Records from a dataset
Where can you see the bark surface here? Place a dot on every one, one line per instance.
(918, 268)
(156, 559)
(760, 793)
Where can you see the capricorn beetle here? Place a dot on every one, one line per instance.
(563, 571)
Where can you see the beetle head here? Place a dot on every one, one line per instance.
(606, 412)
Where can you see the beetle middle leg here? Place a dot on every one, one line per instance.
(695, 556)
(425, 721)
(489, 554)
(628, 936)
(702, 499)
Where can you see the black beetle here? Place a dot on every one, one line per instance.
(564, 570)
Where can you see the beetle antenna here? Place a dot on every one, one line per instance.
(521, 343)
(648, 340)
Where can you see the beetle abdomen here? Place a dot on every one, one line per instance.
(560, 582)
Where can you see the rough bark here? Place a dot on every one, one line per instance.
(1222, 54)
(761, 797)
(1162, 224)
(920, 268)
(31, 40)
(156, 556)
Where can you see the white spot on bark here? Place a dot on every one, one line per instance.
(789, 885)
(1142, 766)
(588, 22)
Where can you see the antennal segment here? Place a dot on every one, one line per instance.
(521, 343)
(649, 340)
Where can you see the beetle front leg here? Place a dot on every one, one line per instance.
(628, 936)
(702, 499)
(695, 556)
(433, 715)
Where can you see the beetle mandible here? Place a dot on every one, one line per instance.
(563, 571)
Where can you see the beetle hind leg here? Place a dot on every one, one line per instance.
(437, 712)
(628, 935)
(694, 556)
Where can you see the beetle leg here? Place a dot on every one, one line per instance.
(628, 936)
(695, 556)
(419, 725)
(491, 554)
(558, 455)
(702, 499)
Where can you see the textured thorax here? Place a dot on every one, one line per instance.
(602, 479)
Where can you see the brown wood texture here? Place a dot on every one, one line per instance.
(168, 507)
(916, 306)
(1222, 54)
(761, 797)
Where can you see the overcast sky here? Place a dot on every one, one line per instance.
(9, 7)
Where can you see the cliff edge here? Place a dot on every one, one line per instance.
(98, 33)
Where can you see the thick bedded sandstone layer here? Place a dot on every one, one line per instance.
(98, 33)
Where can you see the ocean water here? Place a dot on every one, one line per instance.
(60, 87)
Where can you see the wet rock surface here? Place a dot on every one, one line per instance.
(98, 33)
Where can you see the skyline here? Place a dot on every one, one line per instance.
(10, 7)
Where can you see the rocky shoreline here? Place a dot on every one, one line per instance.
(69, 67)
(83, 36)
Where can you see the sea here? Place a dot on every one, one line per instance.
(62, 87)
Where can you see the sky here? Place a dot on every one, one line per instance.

> Directions: Render every line of the data above as a Markdown table with the columns Row and Text. Number the rows in order and omit blank lines.

> Solution:
| Row | Text |
|---|---|
| 1 | Where can you see the bark surface here? Place a dot on every one, one line per instance. |
| 2 | (918, 268) |
| 3 | (156, 559) |
| 4 | (760, 793) |
| 5 | Where can you see the capricorn beetle here? Place a dot on every one, one line per instance. |
| 6 | (563, 571) |
| 7 | Where can you see the beetle head here? Place a dot on every one, one line per instance. |
| 8 | (606, 412) |
| 9 | Where can you see the beetle middle leg here? Place a dot on every one, one line per instance. |
| 10 | (695, 556) |
| 11 | (425, 721) |
| 12 | (489, 554) |
| 13 | (628, 936) |
| 14 | (702, 499) |
| 15 | Where can you see the black beetle here? Place a dot on every one, one line per instance. |
| 16 | (564, 570) |
| 17 | Where can you see the beetle antenna here? Place a dot on every one, one line per instance. |
| 18 | (521, 343) |
| 19 | (648, 340) |
| 20 | Where can you see the beetle abdomen here? Place a dot on every one, one line per instance. |
| 21 | (560, 582) |
| 22 | Where can you see the rough bark here? Place a dot on every one, one line per instance. |
| 23 | (1222, 54) |
| 24 | (761, 797) |
| 25 | (1162, 224) |
| 26 | (920, 268) |
| 27 | (31, 40) |
| 28 | (156, 556) |
| 29 | Where can you see the white spot on bark here? Place a dot on every one, one line per instance. |
| 30 | (789, 885) |
| 31 | (1142, 766) |
| 32 | (588, 22) |
| 33 | Where can you see the antennal segment here? Place a dot on every one, one line per instance. |
| 34 | (521, 343) |
| 35 | (649, 340) |
| 36 | Where can you see the beetle front leg here? Place a dot on every one, one line per instance. |
| 37 | (628, 936) |
| 38 | (702, 499) |
| 39 | (695, 556) |
| 40 | (433, 715) |
| 41 | Where can you see the beetle mandible here? Place a dot on every one, one line per instance. |
| 42 | (563, 571) |
| 43 | Where can you see the beetle hind leg here? Place a dot on every one, one line per instance. |
| 44 | (437, 712) |
| 45 | (628, 935) |
| 46 | (694, 556) |
| 47 | Where can you see the beetle leg here? Place a dot on every one, one line per instance. |
| 48 | (628, 936) |
| 49 | (695, 556) |
| 50 | (419, 725) |
| 51 | (491, 554) |
| 52 | (558, 455) |
| 53 | (702, 499) |
| 54 | Where can you see the textured thorax here? Place a dot on every one, one line per instance. |
| 55 | (602, 479) |
| 56 | Where can you see the brown wood texture here? Place a dot on every one, one line per instance. |
| 57 | (168, 507) |
| 58 | (916, 306) |
| 59 | (1222, 54) |
| 60 | (761, 797) |
| 61 | Where can you see the overcast sky here? Place a dot on every one, one line per instance. |
| 62 | (9, 7) |
| 63 | Where can you see the cliff edge here? Place a dot on every one, one line per instance. |
| 64 | (98, 33) |
| 65 | Where can you see the thick bedded sandstone layer here? Place a dot on every one, one line per instance. |
| 66 | (98, 33) |
| 67 | Where can you see the ocean water here? Place a dot on every one, one line per instance. |
| 68 | (60, 87) |
| 69 | Where can you see the wet rock surface here? Place a dot on every one, one line per instance. |
| 70 | (98, 33) |
| 71 | Where can you see the skyline here? Place a dot on every one, one line per instance. |
| 72 | (10, 7) |
| 73 | Where can you see the rocky shoreline here? Place a dot on every one, one line per instance. |
| 74 | (69, 67) |
| 75 | (83, 36) |
| 76 | Where can you see the sea here? Place a dot on every one, one line per instance. |
| 77 | (62, 87) |
| 78 | Where can you see the sky here? Place a dot on every one, one line per instance. |